PROBLEM REQUIREMENTS:
Each line of the records that includes "sock" should be found and copied.

(Dataset items)
==============================
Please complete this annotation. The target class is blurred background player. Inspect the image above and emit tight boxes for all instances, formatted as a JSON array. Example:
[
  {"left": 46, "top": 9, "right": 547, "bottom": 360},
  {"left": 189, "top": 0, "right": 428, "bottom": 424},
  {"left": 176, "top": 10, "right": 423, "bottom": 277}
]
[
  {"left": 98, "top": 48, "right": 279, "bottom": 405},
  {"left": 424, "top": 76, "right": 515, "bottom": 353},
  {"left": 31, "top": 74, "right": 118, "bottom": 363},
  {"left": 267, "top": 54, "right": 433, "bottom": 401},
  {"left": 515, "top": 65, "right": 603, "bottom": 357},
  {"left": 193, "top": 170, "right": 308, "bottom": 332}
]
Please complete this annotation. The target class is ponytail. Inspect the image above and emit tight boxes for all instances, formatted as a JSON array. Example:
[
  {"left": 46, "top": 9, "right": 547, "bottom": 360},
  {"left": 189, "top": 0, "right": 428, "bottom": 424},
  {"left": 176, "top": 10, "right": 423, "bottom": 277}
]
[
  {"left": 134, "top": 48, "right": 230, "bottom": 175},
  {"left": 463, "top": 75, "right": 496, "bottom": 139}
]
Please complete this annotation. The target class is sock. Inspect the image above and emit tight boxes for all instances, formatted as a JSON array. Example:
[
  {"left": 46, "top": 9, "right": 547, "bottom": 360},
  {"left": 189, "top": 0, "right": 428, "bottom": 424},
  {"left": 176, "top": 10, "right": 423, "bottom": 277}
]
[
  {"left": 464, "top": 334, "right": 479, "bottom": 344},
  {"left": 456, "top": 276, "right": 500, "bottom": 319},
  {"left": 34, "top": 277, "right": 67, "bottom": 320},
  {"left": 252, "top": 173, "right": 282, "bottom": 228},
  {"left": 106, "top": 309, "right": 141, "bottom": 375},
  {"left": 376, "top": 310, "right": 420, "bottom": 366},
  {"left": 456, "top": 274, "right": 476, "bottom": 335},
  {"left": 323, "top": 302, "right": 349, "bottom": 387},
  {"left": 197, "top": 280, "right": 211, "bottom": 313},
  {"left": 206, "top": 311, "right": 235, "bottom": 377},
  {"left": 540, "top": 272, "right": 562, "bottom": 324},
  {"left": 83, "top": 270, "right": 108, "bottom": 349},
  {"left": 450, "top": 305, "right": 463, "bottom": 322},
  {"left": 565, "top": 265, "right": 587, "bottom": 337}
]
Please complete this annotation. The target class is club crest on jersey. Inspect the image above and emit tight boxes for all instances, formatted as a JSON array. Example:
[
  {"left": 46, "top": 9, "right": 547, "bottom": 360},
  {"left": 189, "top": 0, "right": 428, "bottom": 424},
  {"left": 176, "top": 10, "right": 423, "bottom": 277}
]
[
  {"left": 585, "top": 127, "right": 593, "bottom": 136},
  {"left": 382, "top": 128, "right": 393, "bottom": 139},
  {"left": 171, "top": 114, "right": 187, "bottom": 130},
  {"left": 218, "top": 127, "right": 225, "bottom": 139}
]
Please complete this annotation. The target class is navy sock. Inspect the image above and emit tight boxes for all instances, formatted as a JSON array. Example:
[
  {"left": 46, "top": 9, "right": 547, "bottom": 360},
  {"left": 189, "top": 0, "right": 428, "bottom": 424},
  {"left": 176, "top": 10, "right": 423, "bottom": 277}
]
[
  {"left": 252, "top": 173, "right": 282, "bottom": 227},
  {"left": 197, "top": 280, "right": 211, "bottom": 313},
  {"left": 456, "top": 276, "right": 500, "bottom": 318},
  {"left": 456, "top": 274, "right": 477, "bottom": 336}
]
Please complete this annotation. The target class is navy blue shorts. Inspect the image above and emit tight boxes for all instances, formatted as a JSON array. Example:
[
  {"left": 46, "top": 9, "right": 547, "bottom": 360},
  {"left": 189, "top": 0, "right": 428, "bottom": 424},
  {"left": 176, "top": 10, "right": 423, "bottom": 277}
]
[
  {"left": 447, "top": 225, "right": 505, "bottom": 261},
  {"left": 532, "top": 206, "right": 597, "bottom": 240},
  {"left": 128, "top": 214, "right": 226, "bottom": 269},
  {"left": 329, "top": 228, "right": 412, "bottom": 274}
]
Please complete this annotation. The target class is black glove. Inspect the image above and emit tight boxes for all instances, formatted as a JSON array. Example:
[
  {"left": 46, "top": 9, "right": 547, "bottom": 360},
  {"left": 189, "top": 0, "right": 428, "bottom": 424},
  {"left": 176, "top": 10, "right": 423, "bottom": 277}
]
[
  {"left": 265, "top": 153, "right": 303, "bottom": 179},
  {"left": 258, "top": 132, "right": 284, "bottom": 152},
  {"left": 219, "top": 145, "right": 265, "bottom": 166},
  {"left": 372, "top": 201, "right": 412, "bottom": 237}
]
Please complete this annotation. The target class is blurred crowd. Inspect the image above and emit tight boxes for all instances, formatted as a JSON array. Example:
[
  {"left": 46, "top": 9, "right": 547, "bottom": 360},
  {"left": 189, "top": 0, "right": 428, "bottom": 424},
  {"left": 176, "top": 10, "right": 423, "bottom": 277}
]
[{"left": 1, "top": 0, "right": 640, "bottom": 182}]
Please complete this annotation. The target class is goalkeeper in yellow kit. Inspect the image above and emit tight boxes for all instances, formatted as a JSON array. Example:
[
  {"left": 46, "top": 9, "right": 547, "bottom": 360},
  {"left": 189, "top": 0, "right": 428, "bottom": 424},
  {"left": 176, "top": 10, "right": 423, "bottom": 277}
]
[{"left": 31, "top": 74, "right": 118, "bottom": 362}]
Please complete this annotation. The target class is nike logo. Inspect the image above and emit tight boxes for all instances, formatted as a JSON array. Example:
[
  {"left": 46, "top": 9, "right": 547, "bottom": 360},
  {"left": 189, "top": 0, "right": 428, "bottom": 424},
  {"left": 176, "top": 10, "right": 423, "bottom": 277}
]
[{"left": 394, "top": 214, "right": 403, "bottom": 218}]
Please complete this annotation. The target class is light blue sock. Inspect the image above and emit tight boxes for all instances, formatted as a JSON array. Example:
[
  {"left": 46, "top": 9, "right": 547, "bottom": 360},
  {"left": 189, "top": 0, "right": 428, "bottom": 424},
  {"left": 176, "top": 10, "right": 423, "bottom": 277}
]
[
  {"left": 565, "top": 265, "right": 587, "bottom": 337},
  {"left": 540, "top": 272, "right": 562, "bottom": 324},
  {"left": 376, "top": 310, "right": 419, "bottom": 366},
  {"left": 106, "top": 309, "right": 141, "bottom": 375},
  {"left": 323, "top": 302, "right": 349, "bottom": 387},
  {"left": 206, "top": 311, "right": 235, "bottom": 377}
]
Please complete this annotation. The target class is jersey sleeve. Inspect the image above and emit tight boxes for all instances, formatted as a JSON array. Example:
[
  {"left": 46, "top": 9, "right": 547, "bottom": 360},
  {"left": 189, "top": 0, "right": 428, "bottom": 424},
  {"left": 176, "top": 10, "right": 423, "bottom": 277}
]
==============================
TASK SOLUTION:
Please complete this annotation. The target class is sock. Inspect the image above and emit tight boxes for all instances, formatted as a JSON array. Example:
Please complete this annotation. The target class is navy sock. Inspect the image above and emit tight boxes for all instances, formatted as a JSON array. Example:
Please complete this annotation. The target class is light blue sock. Inspect the image above and emit tight boxes for all instances, formatted as a JSON array. Example:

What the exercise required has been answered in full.